Please gather every line of the data below that contains the word "concrete" and list those lines in the order they appear.

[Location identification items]

☆ ☆ ☆ ☆ ☆ ☆ ☆

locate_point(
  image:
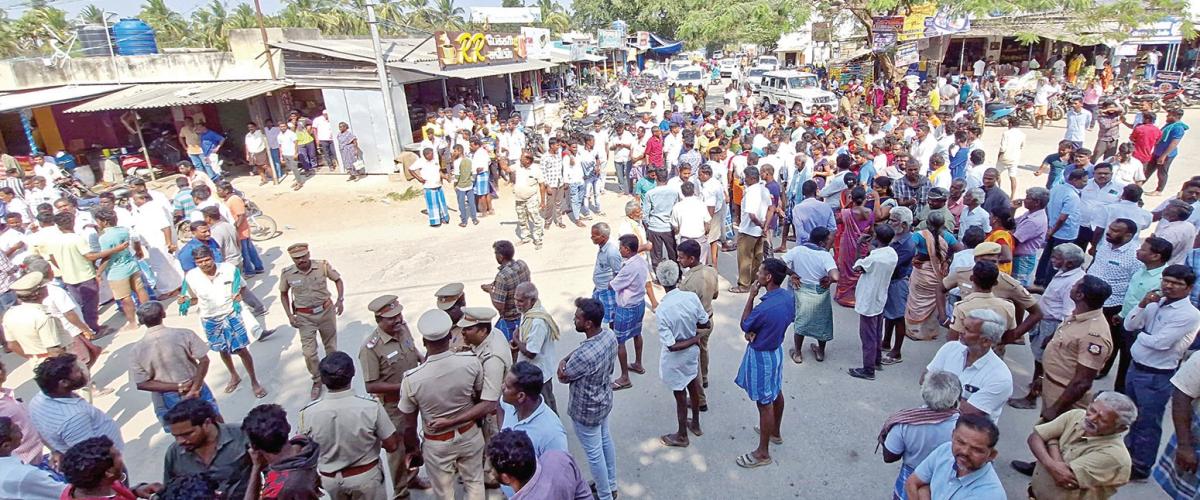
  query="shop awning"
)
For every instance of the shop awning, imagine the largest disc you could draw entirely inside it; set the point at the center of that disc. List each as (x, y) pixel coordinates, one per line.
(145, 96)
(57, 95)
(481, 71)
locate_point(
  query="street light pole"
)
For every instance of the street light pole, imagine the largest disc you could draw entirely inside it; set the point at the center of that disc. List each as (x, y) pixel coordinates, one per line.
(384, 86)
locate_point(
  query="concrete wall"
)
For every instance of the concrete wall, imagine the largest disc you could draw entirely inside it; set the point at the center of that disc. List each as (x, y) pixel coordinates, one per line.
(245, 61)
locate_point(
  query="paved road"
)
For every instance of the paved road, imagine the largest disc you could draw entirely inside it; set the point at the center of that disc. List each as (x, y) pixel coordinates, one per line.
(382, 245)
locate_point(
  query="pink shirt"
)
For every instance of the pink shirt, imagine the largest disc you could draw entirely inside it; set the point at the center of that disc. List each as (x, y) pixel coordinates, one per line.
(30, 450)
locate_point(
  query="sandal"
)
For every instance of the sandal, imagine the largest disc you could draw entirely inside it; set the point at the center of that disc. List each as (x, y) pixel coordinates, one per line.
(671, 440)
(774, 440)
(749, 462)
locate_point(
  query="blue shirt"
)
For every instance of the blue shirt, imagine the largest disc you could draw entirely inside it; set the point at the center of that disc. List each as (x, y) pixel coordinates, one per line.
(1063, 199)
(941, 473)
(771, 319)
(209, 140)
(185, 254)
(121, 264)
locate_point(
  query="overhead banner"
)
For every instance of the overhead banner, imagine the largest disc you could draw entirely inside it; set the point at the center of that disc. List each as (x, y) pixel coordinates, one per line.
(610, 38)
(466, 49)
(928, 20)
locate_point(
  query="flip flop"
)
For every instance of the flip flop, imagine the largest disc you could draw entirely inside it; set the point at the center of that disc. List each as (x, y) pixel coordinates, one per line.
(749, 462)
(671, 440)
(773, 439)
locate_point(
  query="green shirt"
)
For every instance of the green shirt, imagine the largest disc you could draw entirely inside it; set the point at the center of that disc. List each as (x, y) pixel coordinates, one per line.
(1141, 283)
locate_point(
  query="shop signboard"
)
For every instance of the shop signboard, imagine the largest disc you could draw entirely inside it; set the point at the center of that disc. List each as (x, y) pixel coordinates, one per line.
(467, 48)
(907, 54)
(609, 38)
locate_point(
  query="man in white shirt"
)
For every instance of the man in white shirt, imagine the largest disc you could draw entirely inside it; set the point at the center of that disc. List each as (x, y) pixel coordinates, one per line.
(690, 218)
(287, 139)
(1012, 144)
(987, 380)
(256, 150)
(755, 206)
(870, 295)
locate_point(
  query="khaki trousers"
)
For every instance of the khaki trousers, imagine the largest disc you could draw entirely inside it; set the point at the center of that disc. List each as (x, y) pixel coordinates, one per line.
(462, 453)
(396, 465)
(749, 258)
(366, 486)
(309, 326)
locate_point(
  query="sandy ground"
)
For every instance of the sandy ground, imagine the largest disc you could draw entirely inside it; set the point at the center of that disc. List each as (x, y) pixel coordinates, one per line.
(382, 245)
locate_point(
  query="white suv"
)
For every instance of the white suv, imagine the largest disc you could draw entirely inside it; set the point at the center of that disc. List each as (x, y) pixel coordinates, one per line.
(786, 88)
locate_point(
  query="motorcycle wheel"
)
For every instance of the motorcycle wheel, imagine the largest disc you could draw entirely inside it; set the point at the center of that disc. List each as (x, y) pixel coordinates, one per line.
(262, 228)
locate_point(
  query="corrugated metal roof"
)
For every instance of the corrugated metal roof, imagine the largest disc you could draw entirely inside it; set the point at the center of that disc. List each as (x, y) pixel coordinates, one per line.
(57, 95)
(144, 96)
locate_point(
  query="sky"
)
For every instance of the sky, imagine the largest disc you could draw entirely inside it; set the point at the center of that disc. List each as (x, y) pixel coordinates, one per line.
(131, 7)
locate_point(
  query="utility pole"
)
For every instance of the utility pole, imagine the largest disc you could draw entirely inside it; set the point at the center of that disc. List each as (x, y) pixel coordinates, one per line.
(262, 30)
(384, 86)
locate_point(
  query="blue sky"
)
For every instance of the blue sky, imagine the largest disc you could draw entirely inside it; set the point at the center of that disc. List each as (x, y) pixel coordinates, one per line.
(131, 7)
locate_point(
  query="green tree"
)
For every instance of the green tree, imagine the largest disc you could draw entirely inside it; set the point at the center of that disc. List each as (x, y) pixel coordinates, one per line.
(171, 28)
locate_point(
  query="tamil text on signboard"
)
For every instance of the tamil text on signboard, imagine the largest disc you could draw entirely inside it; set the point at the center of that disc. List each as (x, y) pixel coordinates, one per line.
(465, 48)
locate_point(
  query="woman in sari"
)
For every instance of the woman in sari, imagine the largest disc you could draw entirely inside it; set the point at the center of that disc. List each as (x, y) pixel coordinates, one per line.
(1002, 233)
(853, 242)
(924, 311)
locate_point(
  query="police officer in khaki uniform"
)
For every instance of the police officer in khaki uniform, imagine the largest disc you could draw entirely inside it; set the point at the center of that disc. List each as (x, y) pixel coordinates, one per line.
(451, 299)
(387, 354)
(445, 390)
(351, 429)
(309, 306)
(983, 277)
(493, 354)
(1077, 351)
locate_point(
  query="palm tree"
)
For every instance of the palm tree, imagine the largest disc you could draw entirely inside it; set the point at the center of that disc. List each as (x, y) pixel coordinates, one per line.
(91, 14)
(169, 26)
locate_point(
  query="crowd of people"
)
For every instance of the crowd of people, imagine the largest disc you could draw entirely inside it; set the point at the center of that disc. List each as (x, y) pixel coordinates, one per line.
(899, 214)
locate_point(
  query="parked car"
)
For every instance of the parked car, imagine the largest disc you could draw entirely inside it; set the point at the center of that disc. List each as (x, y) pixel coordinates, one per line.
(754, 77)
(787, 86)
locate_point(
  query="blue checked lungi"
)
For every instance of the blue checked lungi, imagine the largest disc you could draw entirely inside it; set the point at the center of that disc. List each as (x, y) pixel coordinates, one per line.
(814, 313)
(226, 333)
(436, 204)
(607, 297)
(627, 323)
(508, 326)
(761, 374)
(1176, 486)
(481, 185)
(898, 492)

☆ ☆ ☆ ☆ ☆ ☆ ☆

:: Task output ::
  query="concrete wall"
For every instance of the concrete wall, imagine the largest disc you could draw entirely inside it; set the point at the center of that disc. List each as (x, y) pixel coordinates, one per line.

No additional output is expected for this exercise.